> _Work to do_
Arrange the records as a two-column CSV with the headers text and points, starting at the beginning of the records and ending with the line that contains "(1182, 538)". Give one row per item, with its wording in one quoted field and the coordinates beneath it in the other, and replace line breaks with spaces.
--- Start Records shown ---
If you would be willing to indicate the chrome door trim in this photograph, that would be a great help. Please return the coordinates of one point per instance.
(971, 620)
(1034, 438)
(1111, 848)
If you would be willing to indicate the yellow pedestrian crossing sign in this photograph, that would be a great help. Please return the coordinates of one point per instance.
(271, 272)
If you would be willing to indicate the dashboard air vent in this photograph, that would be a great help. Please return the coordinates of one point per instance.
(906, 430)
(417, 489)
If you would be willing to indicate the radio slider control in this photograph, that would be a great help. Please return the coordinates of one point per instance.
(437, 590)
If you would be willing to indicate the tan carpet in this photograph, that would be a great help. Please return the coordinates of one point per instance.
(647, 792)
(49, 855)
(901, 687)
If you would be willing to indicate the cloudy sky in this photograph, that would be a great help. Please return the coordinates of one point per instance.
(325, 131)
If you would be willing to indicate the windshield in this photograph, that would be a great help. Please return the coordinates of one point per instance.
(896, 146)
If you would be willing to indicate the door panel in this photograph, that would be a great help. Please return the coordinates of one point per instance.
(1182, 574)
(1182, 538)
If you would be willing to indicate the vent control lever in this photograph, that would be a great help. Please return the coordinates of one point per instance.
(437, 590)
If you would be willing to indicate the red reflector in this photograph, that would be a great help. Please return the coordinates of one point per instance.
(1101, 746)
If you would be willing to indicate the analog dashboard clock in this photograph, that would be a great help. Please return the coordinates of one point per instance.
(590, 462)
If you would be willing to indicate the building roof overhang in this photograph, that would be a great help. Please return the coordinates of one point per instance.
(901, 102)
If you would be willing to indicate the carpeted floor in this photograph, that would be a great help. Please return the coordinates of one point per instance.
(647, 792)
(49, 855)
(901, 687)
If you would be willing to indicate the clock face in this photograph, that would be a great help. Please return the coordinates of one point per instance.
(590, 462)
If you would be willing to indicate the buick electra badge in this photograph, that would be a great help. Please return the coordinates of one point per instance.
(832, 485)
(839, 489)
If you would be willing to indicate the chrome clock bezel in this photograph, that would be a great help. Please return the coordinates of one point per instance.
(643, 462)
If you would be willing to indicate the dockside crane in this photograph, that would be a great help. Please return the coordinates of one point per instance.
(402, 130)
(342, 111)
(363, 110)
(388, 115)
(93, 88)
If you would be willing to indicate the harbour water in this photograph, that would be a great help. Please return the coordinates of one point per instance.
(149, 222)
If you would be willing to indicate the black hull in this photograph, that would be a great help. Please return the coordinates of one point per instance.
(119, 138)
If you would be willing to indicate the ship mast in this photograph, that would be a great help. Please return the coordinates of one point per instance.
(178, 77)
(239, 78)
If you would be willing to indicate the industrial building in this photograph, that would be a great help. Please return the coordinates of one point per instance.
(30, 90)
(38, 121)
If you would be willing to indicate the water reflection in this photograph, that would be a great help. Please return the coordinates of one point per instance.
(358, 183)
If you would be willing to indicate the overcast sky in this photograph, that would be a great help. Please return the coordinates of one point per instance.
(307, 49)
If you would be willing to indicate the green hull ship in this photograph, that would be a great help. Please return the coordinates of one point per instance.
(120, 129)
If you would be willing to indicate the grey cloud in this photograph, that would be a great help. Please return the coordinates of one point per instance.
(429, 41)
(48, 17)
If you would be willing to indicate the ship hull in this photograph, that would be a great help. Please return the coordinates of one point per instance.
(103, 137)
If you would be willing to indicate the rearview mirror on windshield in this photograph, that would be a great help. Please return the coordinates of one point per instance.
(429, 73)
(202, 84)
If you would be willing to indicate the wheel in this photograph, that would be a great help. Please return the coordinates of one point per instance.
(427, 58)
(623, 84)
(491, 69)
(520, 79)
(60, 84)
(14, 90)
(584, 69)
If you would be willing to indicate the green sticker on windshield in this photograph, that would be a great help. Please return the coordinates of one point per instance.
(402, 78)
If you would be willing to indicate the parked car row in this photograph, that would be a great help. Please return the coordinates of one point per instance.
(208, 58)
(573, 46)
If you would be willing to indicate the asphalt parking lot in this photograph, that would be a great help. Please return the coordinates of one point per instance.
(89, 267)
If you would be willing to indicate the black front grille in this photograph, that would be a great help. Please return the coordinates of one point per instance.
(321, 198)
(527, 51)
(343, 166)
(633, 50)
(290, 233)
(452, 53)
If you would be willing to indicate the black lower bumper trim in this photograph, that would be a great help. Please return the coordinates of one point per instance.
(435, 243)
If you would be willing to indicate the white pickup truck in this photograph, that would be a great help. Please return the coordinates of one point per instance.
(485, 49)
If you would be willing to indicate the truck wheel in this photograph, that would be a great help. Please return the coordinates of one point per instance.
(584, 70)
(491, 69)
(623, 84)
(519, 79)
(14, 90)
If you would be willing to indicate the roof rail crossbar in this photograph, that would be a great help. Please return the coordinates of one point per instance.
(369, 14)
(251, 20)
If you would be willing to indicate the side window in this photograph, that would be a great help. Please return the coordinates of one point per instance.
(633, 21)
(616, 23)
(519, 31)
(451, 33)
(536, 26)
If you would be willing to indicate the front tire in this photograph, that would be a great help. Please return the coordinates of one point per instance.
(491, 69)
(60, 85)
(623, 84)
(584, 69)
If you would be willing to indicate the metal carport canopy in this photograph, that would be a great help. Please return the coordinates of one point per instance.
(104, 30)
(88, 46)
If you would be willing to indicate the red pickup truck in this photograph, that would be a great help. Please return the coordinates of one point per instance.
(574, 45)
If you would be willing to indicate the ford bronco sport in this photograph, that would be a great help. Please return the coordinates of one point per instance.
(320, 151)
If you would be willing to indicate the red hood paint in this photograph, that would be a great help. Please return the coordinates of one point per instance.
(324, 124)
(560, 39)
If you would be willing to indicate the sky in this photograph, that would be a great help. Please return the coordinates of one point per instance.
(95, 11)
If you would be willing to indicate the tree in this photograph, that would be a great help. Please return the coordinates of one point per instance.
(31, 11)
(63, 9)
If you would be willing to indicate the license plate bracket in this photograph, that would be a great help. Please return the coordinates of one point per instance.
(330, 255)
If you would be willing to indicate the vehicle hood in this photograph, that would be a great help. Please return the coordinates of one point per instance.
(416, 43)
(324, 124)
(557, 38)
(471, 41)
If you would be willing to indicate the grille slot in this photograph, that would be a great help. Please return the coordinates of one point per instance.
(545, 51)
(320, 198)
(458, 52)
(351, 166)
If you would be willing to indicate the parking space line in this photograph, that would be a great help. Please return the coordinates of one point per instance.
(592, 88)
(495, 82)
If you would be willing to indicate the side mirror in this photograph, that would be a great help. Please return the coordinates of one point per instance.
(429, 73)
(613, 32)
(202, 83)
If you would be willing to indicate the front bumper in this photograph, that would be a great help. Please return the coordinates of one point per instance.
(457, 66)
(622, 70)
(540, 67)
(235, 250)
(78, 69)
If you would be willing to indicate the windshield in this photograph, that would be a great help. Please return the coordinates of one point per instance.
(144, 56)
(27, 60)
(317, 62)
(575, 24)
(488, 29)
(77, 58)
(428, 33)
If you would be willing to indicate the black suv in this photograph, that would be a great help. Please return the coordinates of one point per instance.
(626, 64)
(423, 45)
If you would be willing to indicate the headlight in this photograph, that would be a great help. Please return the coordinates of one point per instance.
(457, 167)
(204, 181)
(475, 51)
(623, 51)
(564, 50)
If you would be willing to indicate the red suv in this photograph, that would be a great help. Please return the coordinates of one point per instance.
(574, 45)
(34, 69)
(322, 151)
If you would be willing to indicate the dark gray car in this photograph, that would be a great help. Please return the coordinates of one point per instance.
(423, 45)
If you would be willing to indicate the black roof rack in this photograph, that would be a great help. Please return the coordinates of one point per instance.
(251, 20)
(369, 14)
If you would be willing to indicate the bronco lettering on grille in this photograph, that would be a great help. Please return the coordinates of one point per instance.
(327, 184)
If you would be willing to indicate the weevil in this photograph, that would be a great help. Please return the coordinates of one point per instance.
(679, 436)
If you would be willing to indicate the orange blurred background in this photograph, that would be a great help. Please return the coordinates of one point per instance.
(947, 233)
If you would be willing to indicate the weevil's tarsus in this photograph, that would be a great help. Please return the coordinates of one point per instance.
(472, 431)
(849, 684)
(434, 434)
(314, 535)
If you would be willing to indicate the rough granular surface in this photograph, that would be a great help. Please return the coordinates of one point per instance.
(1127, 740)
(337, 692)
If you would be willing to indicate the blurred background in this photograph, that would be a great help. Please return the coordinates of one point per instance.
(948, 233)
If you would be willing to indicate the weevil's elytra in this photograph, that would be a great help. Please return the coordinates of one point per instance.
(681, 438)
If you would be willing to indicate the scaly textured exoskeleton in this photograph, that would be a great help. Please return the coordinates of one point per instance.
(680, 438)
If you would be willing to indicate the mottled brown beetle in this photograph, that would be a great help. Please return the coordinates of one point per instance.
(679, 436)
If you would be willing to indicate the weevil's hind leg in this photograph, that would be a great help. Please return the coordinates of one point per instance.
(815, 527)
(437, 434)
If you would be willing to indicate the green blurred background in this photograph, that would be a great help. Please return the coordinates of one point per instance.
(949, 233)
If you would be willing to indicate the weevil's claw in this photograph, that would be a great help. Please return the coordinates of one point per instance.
--- End Records shown ---
> _Written answer_
text,points
"If you would be willing to indicate the chrome door trim in this photograph, that would be a great help. Please return the coordinates of one point per instance.","(971, 620) (1034, 438) (1111, 848)"
"If you would be willing to indicate the yellow pedestrian crossing sign in this photograph, that would be a great help. Please return the coordinates of one point per instance.","(271, 272)"
"If you would be willing to indicate the dashboard air vent in this photograph, that would be a great help. Please return the coordinates of one point per instance.","(906, 430) (417, 489)"
"If you would be willing to indicate the radio slider control in this photograph, that would be a great help. Please return the coordinates of one point per instance.","(437, 590)"
"If you would be willing to indicate the tan carpet in this photograph, that would be a great help. Please return the coordinates of one point per instance.","(647, 792) (49, 855) (901, 687)"
"If you would be willing to indicate the cloudy sky in this photograph, that would be a great help. Please return the coordinates of one point per instance.","(325, 131)"
"If you would be willing to indicate the windshield in this photograph, that would be a great help. Please return the coordinates of one point per instance.","(896, 146)"
"If you would be willing to indicate the door panel in this photograph, that would be a great help. Please return the coordinates of one point per instance.","(1182, 574) (1182, 538)"